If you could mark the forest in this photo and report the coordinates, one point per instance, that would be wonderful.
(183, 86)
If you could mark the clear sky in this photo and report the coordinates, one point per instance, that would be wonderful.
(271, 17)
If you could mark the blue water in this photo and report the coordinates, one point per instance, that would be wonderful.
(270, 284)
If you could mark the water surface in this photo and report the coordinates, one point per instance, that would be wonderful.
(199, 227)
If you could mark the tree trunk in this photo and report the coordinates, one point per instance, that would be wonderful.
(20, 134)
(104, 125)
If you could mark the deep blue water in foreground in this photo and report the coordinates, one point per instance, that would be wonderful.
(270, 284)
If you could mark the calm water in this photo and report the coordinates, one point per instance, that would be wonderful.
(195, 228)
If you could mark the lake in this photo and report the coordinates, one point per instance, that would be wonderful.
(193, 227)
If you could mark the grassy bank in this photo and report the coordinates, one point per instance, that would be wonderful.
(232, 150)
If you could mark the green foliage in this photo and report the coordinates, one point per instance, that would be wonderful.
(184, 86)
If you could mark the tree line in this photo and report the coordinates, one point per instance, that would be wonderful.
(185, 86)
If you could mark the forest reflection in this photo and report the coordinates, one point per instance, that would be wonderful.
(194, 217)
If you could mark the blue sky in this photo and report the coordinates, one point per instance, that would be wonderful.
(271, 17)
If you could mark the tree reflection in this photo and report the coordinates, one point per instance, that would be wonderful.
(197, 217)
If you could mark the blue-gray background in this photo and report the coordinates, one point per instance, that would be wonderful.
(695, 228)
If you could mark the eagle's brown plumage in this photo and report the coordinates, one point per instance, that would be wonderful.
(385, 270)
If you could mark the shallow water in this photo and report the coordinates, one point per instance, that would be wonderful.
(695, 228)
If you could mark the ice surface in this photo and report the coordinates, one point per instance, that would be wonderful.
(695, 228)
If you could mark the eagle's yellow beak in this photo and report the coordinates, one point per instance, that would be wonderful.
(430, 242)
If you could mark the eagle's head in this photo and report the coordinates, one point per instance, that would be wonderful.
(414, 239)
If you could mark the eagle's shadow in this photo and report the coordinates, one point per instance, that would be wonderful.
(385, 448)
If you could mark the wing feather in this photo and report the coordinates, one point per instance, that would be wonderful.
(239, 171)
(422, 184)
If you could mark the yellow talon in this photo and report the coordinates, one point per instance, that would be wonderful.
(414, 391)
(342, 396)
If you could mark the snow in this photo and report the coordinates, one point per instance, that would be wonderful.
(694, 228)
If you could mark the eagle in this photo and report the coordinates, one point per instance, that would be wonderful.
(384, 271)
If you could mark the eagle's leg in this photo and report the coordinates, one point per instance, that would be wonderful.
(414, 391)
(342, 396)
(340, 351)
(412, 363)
--
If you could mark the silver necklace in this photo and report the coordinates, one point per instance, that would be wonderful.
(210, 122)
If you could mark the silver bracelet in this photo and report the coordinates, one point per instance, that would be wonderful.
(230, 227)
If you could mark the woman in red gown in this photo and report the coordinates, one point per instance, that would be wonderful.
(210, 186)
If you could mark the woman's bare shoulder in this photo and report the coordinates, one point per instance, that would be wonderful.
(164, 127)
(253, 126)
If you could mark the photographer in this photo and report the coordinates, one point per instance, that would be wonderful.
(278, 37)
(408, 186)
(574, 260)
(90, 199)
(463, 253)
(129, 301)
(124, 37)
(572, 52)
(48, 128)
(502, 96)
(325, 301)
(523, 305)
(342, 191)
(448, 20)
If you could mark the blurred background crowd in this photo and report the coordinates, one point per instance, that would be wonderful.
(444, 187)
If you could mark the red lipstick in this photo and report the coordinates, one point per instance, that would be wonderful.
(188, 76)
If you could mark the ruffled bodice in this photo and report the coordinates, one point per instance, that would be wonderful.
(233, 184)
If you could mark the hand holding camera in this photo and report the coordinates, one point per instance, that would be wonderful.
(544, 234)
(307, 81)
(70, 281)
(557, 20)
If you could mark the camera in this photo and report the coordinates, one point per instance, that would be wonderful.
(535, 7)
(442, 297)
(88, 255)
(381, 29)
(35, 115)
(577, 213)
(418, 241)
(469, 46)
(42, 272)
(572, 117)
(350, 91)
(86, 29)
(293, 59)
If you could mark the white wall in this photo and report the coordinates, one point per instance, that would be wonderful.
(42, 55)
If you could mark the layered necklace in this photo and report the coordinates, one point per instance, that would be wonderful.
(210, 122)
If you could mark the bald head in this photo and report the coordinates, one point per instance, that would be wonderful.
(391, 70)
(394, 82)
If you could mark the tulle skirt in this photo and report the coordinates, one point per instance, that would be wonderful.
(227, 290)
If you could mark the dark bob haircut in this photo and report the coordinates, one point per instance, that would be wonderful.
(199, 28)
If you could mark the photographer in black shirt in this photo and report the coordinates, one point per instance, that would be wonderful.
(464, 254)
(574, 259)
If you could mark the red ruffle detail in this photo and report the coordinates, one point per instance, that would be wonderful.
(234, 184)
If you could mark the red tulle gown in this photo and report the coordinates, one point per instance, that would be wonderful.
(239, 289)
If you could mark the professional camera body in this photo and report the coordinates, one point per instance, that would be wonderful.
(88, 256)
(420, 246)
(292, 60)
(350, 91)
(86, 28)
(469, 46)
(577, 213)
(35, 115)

Task:
Count the lines in the records above that contain the string "forest", treating uppercase and lowercase as different, and give only the number.

Written answer:
2